■ **やること**
[a] ひだまり動物園の紹介文のうち、「登場人物・キャラクター」を含む語句で始まり「員たちからは敬遠されている。」で終わる部分を正確に書き写せ。
[b] ひだまり動物園の紹介文によると、藤本洋介は誰の息子か答えよ。
[c] ひだまり動物園の紹介文を、最後に示された箇所の後から書き継げ。

■ **課題文**
概要・あらすじ
私立ひだまり動物園に新人飼育員として就職した宮本晴子は、「匂いで動物の感情が読める」という特殊な能力を持っていた。動物好きな晴子はやる気満々で仕事に挑むが、初日から失敗を繰り返してしまう。そんな中、晴子はライオンの獣舎に鍵をかけ忘れ、ライオンを脱走させてしまうのだった。
登場人物・キャラクター
宮本 晴子 (みやもと はるこ)
ひだまり動物園に就職した新人飼育員の女性。究極の匂いフェチで、匂いで人や動物の感情が読めるという特殊能力の持ち主。思いたったことをすぐ行動に移してしまう衝動的なタイプで、入園初日からさまざまな問題を引き起こしたトラブルメーカー。動物が大好きで、動物と対等な信頼関係を築けると信じている。
藤本 洋介 (ふじもと ようすけ)
ひだまり動物園の園長を務めている男性。前園長である藤本正雄の息子で、正雄の後を継いで園長になった。動物嫌いで、動物園の運営は単なる会社経営にすぎないという信念の持ち主。言動や態度が冷めているため、職員たちからは敬遠されている。
吉野 友紀 (よしの ともき)
ひだまり動物園で飼育員を務めている男性。明るく気さくな性格をしており、入園したばかりの宮本晴子ともすぐに打ち解け、なにかとトラブルを起こす晴子をフォローしていた。藤本洋介の動物園の経営方針には疑問を抱いている。
大橋 由香 (おおはし ゆき)

■ **提供データ**
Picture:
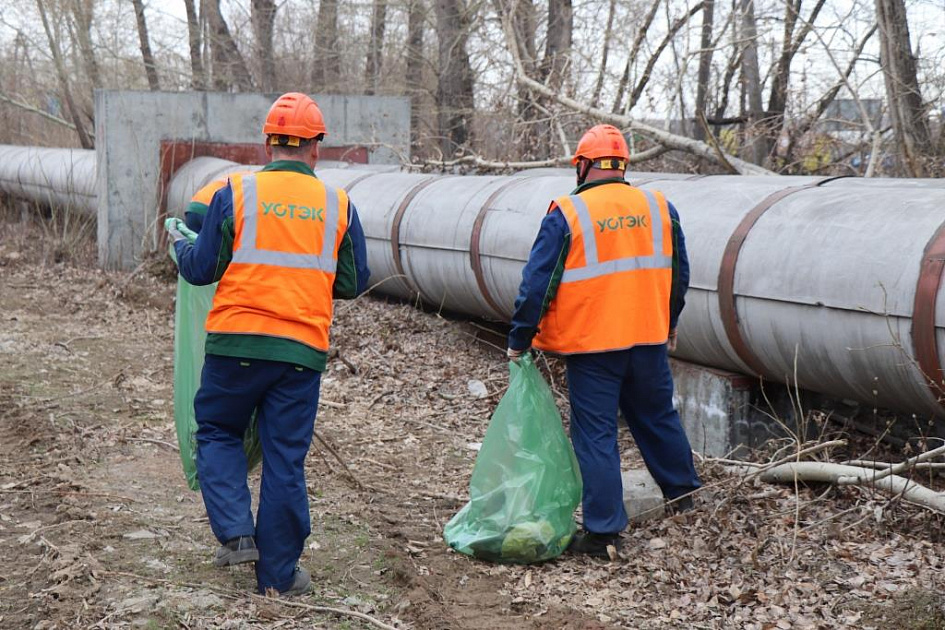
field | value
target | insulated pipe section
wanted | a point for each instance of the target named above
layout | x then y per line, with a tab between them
832	283
58	178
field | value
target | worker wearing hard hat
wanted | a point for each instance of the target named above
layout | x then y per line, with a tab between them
281	244
604	285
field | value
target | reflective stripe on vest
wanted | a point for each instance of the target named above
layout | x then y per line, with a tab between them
248	253
594	269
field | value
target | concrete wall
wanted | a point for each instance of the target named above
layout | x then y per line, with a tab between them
130	126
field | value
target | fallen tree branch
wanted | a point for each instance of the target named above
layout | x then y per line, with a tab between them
665	138
500	165
892	485
875	476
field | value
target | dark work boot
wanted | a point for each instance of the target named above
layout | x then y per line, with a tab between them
591	544
679	505
236	551
301	583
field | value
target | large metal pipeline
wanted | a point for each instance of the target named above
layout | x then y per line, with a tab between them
59	178
832	281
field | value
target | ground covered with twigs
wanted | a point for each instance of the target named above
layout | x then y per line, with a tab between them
98	529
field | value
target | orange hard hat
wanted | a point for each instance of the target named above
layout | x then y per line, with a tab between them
296	115
601	141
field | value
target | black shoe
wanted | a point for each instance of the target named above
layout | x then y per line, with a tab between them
679	505
591	544
301	583
236	551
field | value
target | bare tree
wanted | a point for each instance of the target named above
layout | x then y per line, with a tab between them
823	103
638	41
756	148
558	38
605	53
263	18
372	70
81	27
198	80
705	62
904	100
84	140
416	18
781	76
454	95
145	42
326	71
229	67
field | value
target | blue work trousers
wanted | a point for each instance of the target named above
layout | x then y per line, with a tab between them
638	382
286	397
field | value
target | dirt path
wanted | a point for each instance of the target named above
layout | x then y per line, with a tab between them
98	529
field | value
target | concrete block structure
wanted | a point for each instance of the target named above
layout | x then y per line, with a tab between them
142	137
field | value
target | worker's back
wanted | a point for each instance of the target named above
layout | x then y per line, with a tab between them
615	289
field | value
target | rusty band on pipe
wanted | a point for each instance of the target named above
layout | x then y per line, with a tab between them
395	234
357	180
727	307
923	313
475	254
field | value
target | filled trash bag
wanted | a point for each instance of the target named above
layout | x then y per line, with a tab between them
526	482
190	317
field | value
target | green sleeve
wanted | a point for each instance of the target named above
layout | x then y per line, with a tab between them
225	254
556	275
195	207
346	274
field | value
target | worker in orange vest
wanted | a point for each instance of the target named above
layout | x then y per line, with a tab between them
281	244
604	285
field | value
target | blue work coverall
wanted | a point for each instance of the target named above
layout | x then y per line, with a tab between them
637	381
280	378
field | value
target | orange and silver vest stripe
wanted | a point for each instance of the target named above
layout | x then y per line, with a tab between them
615	289
288	229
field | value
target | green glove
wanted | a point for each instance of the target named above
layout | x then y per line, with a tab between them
178	230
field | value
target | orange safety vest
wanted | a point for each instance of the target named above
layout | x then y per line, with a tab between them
288	228
615	289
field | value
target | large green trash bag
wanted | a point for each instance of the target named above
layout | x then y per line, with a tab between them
526	482
190	317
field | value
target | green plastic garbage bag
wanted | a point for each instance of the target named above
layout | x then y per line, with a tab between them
190	317
526	482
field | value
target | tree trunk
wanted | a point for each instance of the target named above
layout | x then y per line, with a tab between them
454	94
82	13
756	149
706	48
824	103
198	80
524	21
229	67
674	28
904	100
145	42
780	77
326	71
557	43
608	35
638	40
263	18
84	141
372	70
416	17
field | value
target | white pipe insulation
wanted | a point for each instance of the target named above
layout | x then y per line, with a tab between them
60	178
833	281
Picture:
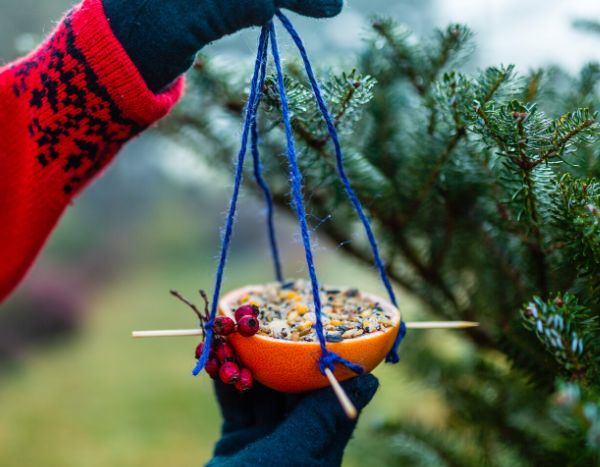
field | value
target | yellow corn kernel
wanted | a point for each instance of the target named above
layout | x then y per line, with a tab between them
305	325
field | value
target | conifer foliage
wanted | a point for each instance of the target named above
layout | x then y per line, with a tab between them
484	191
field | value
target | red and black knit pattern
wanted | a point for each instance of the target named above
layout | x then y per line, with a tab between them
67	108
70	110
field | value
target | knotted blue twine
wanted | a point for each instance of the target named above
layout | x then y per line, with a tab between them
328	359
260	181
393	355
239	172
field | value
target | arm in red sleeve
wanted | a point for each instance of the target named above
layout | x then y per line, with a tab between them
65	110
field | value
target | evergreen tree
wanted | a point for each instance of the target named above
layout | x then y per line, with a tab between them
484	192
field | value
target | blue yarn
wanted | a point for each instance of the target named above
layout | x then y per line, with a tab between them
328	359
393	355
230	220
259	177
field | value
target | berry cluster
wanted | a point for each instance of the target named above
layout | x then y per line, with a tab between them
222	361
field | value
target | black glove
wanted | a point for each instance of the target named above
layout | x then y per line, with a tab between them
163	36
268	428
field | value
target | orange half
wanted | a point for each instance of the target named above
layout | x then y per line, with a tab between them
289	366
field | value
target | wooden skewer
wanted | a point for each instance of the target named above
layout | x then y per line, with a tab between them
345	401
409	325
168	333
441	324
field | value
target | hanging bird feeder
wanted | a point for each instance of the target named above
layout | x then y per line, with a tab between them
288	364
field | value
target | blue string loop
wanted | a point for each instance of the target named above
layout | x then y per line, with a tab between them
251	109
393	355
260	181
328	359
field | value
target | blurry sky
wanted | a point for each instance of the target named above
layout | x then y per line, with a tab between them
528	33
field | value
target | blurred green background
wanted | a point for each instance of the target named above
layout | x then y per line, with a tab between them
75	389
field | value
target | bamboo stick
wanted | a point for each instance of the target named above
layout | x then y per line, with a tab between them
343	398
409	325
441	324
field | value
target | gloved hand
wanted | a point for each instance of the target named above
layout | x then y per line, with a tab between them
268	428
163	36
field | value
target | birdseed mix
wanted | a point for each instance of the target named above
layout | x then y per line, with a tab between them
287	312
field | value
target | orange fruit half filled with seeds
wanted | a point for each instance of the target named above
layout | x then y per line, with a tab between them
293	365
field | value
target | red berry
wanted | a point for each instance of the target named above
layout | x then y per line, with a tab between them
246	310
199	350
223	326
246	380
212	367
224	352
248	326
229	372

■ **解答**
[a]
登場人物・キャラクター
宮本 晴子 (みやもと はるこ)
ひだまり動物園に就職した新人飼育員の女性。究極の匂いフェチで、匂いで人や動物の感情が読めるという特殊能力の持ち主。思いたったことをすぐ行動に移してしまう衝動的なタイプで、入園初日からさまざまな問題を引き起こしたトラブルメーカー。動物が大好きで、動物と対等な信頼関係を築けると信じている。
藤本 洋介 (ふじもと ようすけ)
ひだまり動物園の園長を務めている男性。前園長である藤本正雄の息子で、正雄の後を継いで園長になった。動物嫌いで、動物園の運営は単なる会社経営にすぎないという信念の持ち主。言動や態度が冷めているため、職員たちからは敬遠されている。

[b] 前園長である藤本正雄の息子。

[c]
ひだまり動物園で飼育員を務めている女性。とある事件がきっかけで人嫌いになってしまい、職員にも冷たい態度を取っている。新人の宮本晴子と組まされた時も、衝動的に行動する晴子を毛嫌いしていたが、ともに動物の面倒を見ているうちに徐々に打ち解けていく。
柳田 大次郎 (やなぎだ だいじろう)
ひだまり動物園に勤めるベテラン飼育員の中年男性。猛獣を担当しており、獣舎の管理などもしている。すぐに突っ走る宮本晴子を心配して、飼育員がどうあるべきかを教授していた。樺の木自然園の加藤彰子とは師弟関係にある。
藤本 正雄 (ふじもと まさお)
藤本洋介の父親で、ひだまり動物園の前園長を務めていた中年男性。十数年前に市立から私立経営になったひだまり動物園の園長に就任。経営は悪化の一途をたどり、自身も体調を崩してしまったため、洋介に経営を任せた。アフリカゾウのスミレを可愛がっていた。
藤本 葵 (ふじもと あおい)
藤本正雄の娘で、藤本洋介の妹。就職活動を間近に控えた女子大学生。明るく人懐こい性格をしており、正雄の入院する病院で出会った宮本晴子ともすぐに打ち解けた。ひだまり動物園には幼い頃から通っていたため、柳田大次郎らとも仲がいい。
小沼 克也 (こぬま かつや)
フリーライターをしている男性。黒縁の眼鏡をかけ、左頬にホクロがあり、細身の体形をしている。優しそうで人当たりのいい性格をしている。宮本晴子が起こしたライオン脱走事件に興味を持ち、ひだまり動物園を取材している。
松崎 綾音 (まつざき あやね)
ひだまり動物園で12年間飼育員を務めている女性。ふれあい広場を担当している。黒髪の短髪で鼻の周辺にそばかすがあり、気の強い性格をしている。裏表のない率直な物言いをするため、宮本晴子の衝動的な行動を「天然気取りの身勝手」と言い放っていた。子供にはとても優しい。
坂田 孝太郎 (さかた こうたろう)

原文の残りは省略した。